TRY IT — All records are to be printed exactly as they appear.

DATA RECORDS —
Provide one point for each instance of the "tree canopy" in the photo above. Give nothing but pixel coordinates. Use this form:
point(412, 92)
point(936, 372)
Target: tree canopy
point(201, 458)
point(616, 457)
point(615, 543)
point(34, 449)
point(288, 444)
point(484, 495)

OUTPUT FOR THIS EXERCISE —
Provide one point for each instance of the "tree canopy" in the photo above. Give nothing but pixel coordinates. Use this form:
point(412, 92)
point(936, 372)
Target: tree canopy
point(201, 458)
point(616, 457)
point(615, 543)
point(34, 449)
point(288, 444)
point(484, 495)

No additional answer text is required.